:: TASK REQUIREMENTS ::
Echo back the lines of the listing from the one containing "the puppy's muzzle" through the end of the listing, both ends included, without any changes.

:: DATA ::
········

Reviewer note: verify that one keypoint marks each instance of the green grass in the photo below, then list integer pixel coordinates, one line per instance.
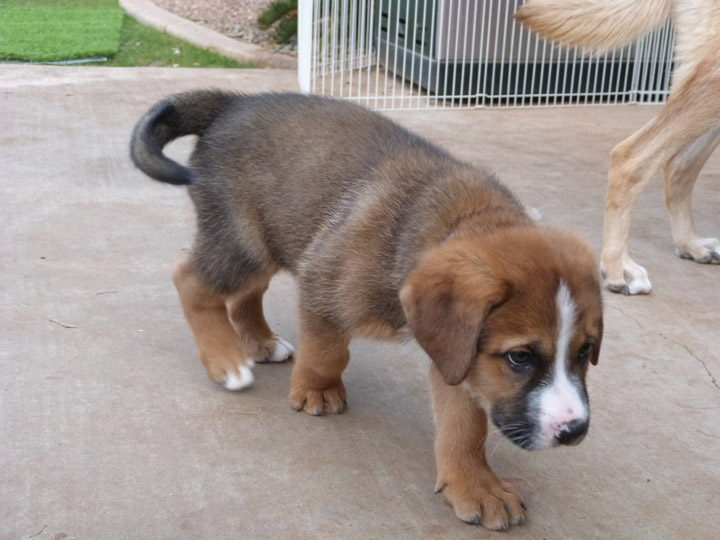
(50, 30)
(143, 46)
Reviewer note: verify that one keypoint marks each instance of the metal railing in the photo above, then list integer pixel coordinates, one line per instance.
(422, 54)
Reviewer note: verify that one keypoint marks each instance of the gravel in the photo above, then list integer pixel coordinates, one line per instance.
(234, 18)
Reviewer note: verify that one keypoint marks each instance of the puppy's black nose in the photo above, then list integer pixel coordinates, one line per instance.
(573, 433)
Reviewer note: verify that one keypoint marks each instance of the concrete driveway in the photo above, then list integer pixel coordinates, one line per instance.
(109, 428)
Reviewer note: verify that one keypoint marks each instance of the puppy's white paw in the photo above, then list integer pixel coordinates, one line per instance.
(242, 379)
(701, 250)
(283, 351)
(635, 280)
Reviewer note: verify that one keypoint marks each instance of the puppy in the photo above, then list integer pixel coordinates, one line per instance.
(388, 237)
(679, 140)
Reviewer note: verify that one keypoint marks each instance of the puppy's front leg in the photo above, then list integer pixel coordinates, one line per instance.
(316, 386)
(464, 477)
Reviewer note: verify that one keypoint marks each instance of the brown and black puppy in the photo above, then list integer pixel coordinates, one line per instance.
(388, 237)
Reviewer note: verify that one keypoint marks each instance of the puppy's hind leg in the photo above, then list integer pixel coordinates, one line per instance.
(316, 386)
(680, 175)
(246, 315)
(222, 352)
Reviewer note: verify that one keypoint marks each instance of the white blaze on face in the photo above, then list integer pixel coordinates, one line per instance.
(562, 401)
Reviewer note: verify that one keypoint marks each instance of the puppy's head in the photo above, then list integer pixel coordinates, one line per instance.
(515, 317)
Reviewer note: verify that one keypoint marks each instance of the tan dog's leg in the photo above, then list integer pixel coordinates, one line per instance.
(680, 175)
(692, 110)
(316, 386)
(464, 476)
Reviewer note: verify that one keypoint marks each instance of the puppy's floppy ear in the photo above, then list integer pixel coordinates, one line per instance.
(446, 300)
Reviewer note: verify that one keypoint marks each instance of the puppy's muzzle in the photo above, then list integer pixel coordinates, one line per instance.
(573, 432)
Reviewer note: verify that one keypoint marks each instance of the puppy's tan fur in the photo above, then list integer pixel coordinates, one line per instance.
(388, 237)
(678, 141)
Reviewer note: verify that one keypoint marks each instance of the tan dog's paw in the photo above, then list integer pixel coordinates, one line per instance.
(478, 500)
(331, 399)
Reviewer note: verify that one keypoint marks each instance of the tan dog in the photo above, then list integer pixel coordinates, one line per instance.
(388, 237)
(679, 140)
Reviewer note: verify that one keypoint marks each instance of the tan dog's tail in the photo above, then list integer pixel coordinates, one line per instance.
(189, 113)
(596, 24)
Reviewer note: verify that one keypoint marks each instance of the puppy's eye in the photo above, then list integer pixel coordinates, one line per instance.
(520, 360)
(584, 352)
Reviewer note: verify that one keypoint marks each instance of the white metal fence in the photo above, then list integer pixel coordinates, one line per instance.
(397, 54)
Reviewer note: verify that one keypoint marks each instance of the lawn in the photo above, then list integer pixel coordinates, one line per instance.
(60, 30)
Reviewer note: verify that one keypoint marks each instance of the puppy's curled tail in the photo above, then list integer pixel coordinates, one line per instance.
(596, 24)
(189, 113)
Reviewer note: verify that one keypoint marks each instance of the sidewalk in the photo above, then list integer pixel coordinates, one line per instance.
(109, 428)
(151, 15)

········

:: TASK RESULT ::
Reviewer note: verify that one keypoint marks each instance of the puppy's muzzle in the photo above, then list integer pixel coordinates, one line per instance.
(573, 432)
Reviewer note: verify that one keypoint marks each instance of the puppy's tan fur in the photo above, then list integer pixel coordinates, one line per instance.
(388, 237)
(678, 141)
Reviewer note: verify that one keypoint marks each instance of the tan dog's paw in the photo above, then list integer pixel coordinates, one line per instance.
(478, 500)
(331, 399)
Reviewer note: verify that one keypoint marks each instance of the tan dog in the photo above, then list integer pixel coordinates, one line per instance.
(388, 237)
(679, 140)
Reviewer note: verify that one keypoint marks each instance of the tan dog's tail in the photo above, then list integer pixel coordinates, one line per instance.
(189, 113)
(596, 24)
Reviewer note: verify that one keypoint marks each instance of the puppy's eye in the photo above, then list integer pixel coordinates, one line per instance.
(520, 360)
(584, 352)
Reviewer note: verify that one keypoint marks each instance of the white metal fence in the photo above, then list integer pixel coordinates, one line per instance.
(397, 54)
Reviewer note: verify that one keypoint marks each instance of the lawn in the photo above, then list integer pixel coordinates, one line per instance.
(60, 30)
Reviewer note: verify that one keypoint marks each instance of the puppy's curled tail in the photo above, then list integer pixel coordinates, one line per instance.
(596, 24)
(189, 113)
Reviewer note: verify that one keypoint marks each instance of the sidewalk in the photo above, then list integer pixel coordinates, one line per instance.
(109, 428)
(151, 15)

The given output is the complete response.